== Task inputs

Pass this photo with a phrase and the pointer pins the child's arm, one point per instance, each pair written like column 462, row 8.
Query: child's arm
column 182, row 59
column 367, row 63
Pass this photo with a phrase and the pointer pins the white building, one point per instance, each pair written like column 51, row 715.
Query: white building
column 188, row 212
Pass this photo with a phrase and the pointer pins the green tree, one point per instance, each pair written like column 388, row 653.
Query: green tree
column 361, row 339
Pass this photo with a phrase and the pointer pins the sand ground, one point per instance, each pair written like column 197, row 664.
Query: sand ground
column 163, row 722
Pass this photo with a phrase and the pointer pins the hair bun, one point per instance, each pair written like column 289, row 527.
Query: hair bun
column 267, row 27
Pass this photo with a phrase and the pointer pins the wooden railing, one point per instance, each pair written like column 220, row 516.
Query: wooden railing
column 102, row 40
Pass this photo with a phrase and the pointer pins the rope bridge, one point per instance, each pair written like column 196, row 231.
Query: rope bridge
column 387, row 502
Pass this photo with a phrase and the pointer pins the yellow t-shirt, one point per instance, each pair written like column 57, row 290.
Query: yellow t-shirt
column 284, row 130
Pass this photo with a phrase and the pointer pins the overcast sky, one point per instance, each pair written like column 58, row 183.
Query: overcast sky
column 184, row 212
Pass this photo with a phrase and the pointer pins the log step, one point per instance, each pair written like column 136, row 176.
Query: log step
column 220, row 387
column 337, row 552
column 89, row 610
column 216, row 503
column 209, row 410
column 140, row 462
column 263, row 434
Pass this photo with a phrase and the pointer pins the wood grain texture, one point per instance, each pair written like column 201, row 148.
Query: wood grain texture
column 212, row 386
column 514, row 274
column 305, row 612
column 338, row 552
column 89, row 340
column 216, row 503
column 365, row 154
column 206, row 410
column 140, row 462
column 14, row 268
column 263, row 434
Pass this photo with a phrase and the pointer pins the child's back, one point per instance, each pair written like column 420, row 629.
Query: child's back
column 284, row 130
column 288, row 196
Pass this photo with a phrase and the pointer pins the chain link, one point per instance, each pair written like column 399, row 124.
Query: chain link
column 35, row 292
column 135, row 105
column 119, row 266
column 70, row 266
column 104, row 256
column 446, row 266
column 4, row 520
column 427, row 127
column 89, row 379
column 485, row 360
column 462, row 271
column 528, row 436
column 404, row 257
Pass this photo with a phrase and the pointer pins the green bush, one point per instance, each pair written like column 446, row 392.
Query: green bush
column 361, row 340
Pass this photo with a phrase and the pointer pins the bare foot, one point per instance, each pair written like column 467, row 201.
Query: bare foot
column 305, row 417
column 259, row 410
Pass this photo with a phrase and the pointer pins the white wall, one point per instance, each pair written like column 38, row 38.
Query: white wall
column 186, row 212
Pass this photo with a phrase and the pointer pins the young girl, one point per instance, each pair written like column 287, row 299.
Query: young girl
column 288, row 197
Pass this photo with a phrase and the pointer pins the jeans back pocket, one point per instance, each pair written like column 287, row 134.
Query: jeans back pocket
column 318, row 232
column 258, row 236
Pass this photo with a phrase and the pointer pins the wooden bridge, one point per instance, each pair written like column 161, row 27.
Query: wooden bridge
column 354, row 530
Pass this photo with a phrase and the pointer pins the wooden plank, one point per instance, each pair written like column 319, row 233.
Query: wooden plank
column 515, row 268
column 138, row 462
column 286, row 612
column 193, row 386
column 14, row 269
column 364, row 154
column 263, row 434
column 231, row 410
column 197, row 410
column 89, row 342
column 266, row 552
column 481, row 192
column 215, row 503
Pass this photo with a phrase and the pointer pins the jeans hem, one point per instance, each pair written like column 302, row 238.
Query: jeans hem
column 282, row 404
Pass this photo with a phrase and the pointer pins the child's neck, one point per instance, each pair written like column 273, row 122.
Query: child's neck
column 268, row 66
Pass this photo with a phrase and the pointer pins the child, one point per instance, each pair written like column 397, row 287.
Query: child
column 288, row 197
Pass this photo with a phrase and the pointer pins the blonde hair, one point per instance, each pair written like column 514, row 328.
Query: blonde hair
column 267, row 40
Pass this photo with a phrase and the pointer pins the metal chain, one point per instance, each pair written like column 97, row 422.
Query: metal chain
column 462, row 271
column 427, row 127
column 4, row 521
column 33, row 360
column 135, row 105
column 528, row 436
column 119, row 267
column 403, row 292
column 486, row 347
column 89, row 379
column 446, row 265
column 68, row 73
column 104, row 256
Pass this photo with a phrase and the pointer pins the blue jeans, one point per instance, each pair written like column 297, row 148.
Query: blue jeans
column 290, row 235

====

Convert every one of the records above into a two-column CSV headed record and answer, one row per record. Put each record's full text and all of its answer in one quoted field each, replacing line breaks with spaces.

:: The output ::
record,answer
"Pass this photo with a phrase and the pointer pins the child's arm, one point per instance, each pair written like column 462, row 8. Query: child's arm","column 182, row 59 column 367, row 63"
"Pass this photo with a phrase and the pointer pins the white building, one point per instance, each pair written like column 51, row 715. Query: white building","column 188, row 212"
"Pass this photo with a phrase and the pointer pins the green tree, one point per instance, each pair written like column 388, row 653. Query: green tree","column 361, row 339"
"Pass this photo with a phrase and the pointer pins the sand ground, one point per instance, each pair written like column 197, row 664. Query: sand ground","column 163, row 722"
"Pass this photo with a phrase and the pointer pins the hair bun, one point per instance, each pair written like column 289, row 527. Query: hair bun","column 267, row 27"
"Pass this photo with a phrase and the pointer pins the wooden railing, one point per instance, each pair written like column 220, row 516. Query: wooden railing","column 102, row 40"
"Pass this photo with a phrase and the pointer pins the rope bridge, one point per instance, each pair written like column 196, row 231. Query: rope bridge","column 387, row 502"
"Pass this photo with a phrase and the pointer pins the yellow t-shirt, one point per instance, each pair written like column 57, row 290. Query: yellow t-shirt","column 284, row 130"
"Pass this photo with a phrase and the pointer pins the overcast sky, one point per instance, each pair written like column 58, row 183. Query: overcast sky","column 184, row 212"
"Pass this photo with a phrase and the pointer pins the log step, one point per instance, each pair written like column 136, row 176. Query: log step","column 220, row 387 column 337, row 552 column 89, row 610 column 216, row 503 column 209, row 410 column 140, row 462 column 263, row 434"
"Pass this photo with a phrase and the pointer pins the wood grain texture, one point per instance, each pair written like column 201, row 148. Query: wood grain texture","column 212, row 386 column 514, row 274 column 305, row 612 column 338, row 552 column 89, row 340 column 216, row 503 column 365, row 154 column 206, row 410 column 140, row 462 column 14, row 268 column 263, row 434"
"Pass this photo with a phrase and the pointer pins the child's back, one point per instance, each pair written like column 420, row 629. Query: child's back","column 284, row 130 column 288, row 196"
"Pass this photo with a phrase and the pointer pins the chain link, one point per instance, each pair written like column 399, row 124. Query: chain link","column 35, row 292 column 135, row 105 column 119, row 266 column 70, row 266 column 104, row 256 column 446, row 266 column 4, row 520 column 427, row 127 column 89, row 379 column 485, row 360 column 462, row 271 column 528, row 436 column 404, row 257"
"Pass this photo with a phrase and the pointer pins the green bush, one point per instance, each pair written like column 446, row 392. Query: green bush","column 361, row 340"
"Pass this photo with a phrase and the pointer pins the bare foot, one point per instance, each pair written like column 467, row 201. Query: bare foot","column 305, row 417 column 259, row 410"
"Pass this photo with a phrase and the pointer pins the white wall, one point per instance, each pair written like column 38, row 38. Query: white wall","column 186, row 212"
"Pass this photo with a phrase and the pointer pins the young girl, one point per instance, each pair written like column 287, row 299. Query: young girl","column 288, row 197"
"Pass this photo with a phrase and the pointer pins the jeans back pocket, one point per instance, each pair written like column 287, row 134. Query: jeans back pocket","column 318, row 232 column 258, row 236"
"Pass this photo with a phrase and the pointer pins the wooden bridge, one point per instance, each pair written like column 161, row 27. Query: wooden bridge","column 354, row 530"
"Pass this photo with a phrase and the pointer pins the wooden plank, one point per instance, each pair written like column 319, row 233. Query: wooden plank","column 515, row 268 column 138, row 462 column 286, row 612 column 193, row 386 column 14, row 269 column 364, row 154 column 263, row 434 column 231, row 410 column 197, row 410 column 89, row 342 column 266, row 552 column 481, row 192 column 215, row 503"
"Pass this photo with a phrase and the pointer pins the jeans hem, one point per instance, each pair written like column 302, row 238. Query: jeans hem","column 282, row 404"
"Pass this photo with a phrase and the pointer pins the child's neck, one point per instance, each pair written like column 273, row 122. Query: child's neck","column 268, row 66"
"Pass this photo with a phrase and the pointer pins the child, one point per instance, each pair written like column 397, row 287. Query: child","column 288, row 197"
"Pass this photo with a phrase and the pointer pins the blonde hair, one point per instance, each pair written like column 514, row 328. Query: blonde hair","column 267, row 40"
"Pass this photo with a phrase and the pointer pins the metal chain, one point per instance, each pair written like column 97, row 422. Query: metal chain","column 462, row 271 column 427, row 127 column 4, row 521 column 33, row 360 column 135, row 105 column 528, row 436 column 119, row 267 column 403, row 292 column 486, row 347 column 89, row 379 column 446, row 265 column 68, row 73 column 104, row 256"
"Pass this photo with a phrase and the pointer pins the blue jeans, one point per instance, each pair written like column 297, row 148. Query: blue jeans","column 290, row 235"